**APPLY WHAT YOU READ:**
**a.** In the autumn gardening tips below, find every instruction that begins with "Do not" and quote each one in full.
**b.** Decide whether each statement agrees with the autumn gardening tips below. Answer yes or no for each, and quote the words that decide it.
(i) Composting diseased foliage will kill the pathogens.
(ii) October should be the last planting time for daffodils.
(iii) Autumn is the time to divide perennials.

**SUPPLIED PASSAGE:**

=== Section Start ===

Plant trees, shrubs and perennials. Autumn is the perfect time to plant. The weather is cooler, rain is more plentiful and the soil is still warm. Plants at this time put on terrific root growth and will have a head start in the spring.
Clean up foliage from roses, peonies and any diseased plant. Look carefully at hellebores and cut out diseased leaves. Do not compost this material, burn it or put it in the green bin. Composting will not kill pathogens. This applies any time of year.
As perennials fade and are cut down, mark their position with small sticks. Some might not be apparent after winter and may be disturbed or destroyed by spring cultivating.
Herbs like rosemary, basil, oregano, marjoram, parsley mint and thyme can be potted up and brought indoors as houseplants. Do not over water and keep in a cool position.
Spring bulbs should be planted by now. There is still time for tulips in November but for daffodils, October should be the last planting time. If like me you have packets of these bulbs still languishing in their plastic bags, pot them up in some good potting compost and leave to plant up in the spring border. This can help to fill gaps in the border.
Take a visit to a garden centre and look at their autumn flowering shrubs, especially daisy varieties and grasses. Plant some to replace the annuals that have been sent to the compost heap. Work at this time of year will be rewarded next autumn with colour and movement in the border. Grasses like stipa gigantea might look too large, but if dotted through the border they will give you great pleasure for years to come. This is the time to divide perennials and fill gaps or give to friends, but do not divide grasses. Leave these until spring.
Do not tidy up the garden too much. Leave 'berried treasures' for the birds and other wild life. Gardens with the most wild life tend not to be the most tidy and manicured. Let nature take its course. Designate an untended area e.g. a little wood pile for toads, frogs and insects. Do not dead head hydrangeas until frost is past in the spring.
As I write this, the day is grey but hopefully by the time you read it we might have had some sunshine and the garden will still be looking good.

=== Section End ===

**SUPPLIED ENTRIES:**
=== Section Start ===

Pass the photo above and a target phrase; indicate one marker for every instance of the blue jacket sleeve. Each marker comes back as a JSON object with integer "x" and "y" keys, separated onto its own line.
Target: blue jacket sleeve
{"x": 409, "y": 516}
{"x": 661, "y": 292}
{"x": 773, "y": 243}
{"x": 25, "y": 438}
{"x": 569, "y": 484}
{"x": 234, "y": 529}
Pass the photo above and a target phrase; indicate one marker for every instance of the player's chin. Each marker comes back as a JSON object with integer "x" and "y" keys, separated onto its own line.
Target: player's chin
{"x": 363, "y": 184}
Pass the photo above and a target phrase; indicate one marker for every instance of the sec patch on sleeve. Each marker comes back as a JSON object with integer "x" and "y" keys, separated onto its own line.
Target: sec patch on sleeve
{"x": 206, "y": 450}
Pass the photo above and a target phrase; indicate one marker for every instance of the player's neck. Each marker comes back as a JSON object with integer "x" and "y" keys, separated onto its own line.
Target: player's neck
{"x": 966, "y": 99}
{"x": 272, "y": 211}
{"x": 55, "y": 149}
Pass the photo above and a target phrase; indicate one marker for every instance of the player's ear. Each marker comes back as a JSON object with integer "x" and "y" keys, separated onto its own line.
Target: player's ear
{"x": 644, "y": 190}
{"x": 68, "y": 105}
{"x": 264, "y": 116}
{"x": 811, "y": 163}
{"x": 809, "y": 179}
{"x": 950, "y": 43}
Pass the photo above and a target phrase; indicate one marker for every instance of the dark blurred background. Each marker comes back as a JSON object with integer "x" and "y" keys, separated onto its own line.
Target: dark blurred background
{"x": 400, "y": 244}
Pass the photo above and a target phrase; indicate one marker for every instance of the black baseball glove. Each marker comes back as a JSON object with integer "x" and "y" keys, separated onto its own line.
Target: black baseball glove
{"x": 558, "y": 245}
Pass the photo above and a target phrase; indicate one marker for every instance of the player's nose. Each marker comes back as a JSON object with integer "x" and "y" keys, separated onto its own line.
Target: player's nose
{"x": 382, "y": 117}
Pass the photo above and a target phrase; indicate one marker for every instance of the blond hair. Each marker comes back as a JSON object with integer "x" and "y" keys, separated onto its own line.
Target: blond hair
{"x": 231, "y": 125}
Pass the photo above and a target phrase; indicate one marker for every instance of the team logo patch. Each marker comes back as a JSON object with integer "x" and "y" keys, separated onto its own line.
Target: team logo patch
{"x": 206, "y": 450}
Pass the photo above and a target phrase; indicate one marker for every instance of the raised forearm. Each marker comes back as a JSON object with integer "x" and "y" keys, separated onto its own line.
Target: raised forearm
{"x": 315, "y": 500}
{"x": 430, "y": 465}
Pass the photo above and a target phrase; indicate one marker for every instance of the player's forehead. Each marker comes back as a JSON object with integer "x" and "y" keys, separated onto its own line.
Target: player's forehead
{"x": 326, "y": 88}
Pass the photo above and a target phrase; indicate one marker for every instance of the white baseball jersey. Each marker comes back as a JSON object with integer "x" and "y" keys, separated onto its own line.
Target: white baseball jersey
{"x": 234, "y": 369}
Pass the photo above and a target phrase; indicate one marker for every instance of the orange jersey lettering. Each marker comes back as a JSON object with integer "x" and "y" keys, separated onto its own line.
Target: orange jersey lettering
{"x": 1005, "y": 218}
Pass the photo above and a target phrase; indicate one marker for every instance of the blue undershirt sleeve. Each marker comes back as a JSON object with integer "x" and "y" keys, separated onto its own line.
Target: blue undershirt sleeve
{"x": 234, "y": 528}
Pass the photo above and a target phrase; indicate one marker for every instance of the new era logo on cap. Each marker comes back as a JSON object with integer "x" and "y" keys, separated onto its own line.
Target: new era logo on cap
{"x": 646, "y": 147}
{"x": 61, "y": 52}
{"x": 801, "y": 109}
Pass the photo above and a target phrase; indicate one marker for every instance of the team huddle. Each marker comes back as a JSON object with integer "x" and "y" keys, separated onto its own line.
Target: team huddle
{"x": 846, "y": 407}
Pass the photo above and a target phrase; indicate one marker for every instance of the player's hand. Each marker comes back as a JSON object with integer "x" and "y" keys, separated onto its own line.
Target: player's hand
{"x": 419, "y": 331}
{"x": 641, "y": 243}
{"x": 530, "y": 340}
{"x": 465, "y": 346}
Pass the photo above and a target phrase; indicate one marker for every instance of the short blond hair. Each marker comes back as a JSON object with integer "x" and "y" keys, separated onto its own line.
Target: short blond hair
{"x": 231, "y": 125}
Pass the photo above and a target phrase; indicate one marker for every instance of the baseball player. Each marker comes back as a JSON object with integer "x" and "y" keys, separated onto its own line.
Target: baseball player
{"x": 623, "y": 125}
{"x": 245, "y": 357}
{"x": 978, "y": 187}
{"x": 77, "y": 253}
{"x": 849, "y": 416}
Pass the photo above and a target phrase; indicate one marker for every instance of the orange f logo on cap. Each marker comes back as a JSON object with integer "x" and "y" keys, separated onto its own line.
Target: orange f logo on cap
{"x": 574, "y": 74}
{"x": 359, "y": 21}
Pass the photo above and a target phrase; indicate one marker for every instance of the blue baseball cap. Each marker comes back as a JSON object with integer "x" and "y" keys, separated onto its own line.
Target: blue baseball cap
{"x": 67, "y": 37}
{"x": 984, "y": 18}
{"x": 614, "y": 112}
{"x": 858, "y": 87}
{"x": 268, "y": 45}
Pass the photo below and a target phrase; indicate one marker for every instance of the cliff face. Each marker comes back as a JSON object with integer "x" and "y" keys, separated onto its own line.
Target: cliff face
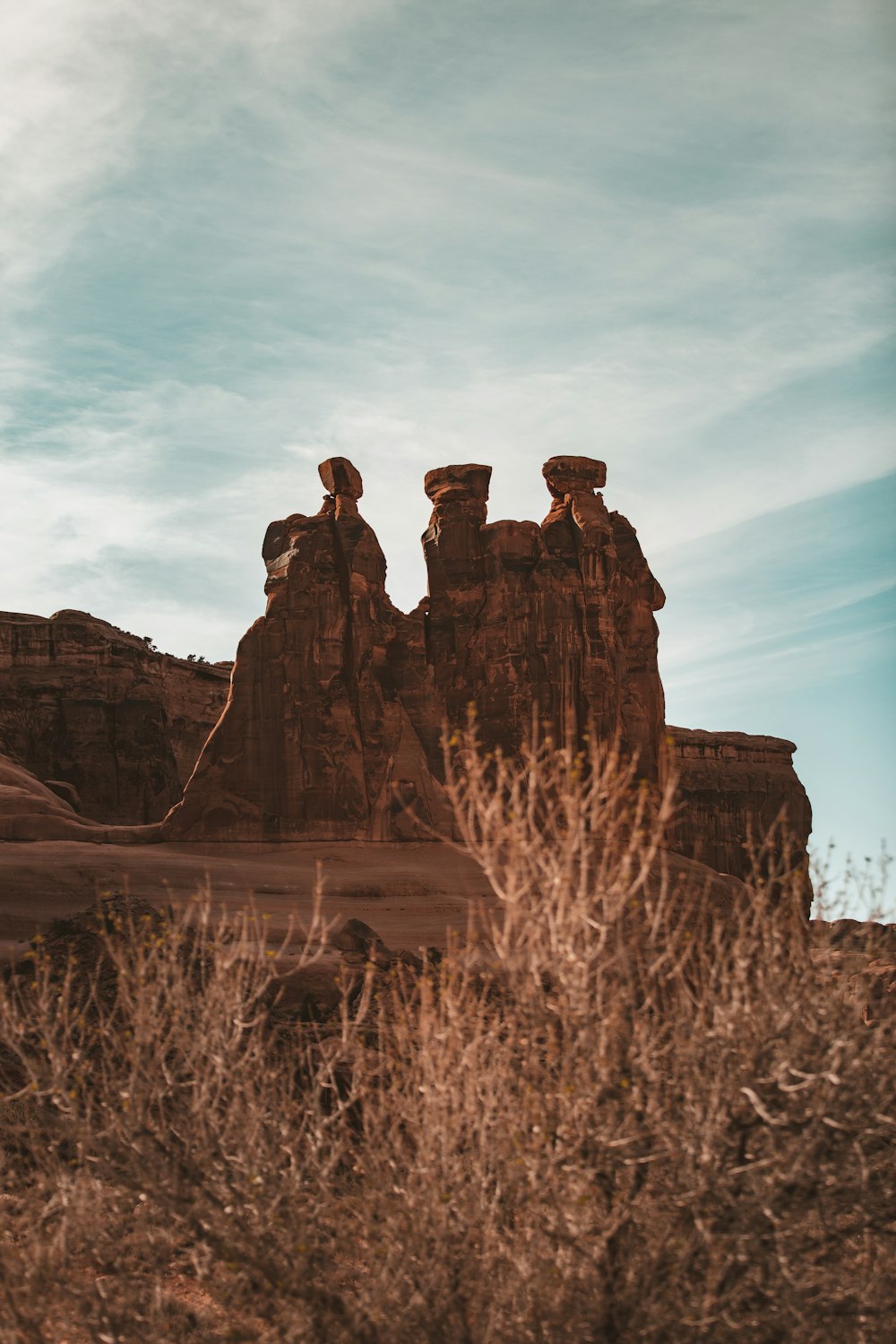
{"x": 91, "y": 707}
{"x": 734, "y": 788}
{"x": 556, "y": 617}
{"x": 331, "y": 725}
{"x": 332, "y": 728}
{"x": 317, "y": 738}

=== Section End ===

**RESULTS OF THE EXERCISE:**
**a.**
1. "Do not compost this material, burn it or put it in the green bin."
2. "Do not over water and keep in a cool position."
3. "do not divide grasses."
4. "Do not tidy up the garden too much."
5. "Do not dead head hydrangeas until frost is past in the spring."

**b.**
(i) No: "Composting will not kill pathogens."
(ii) Yes: "for daffodils, October should be the last planting time."
(iii) Yes: "This is the time to divide perennials and fill gaps or give to friends"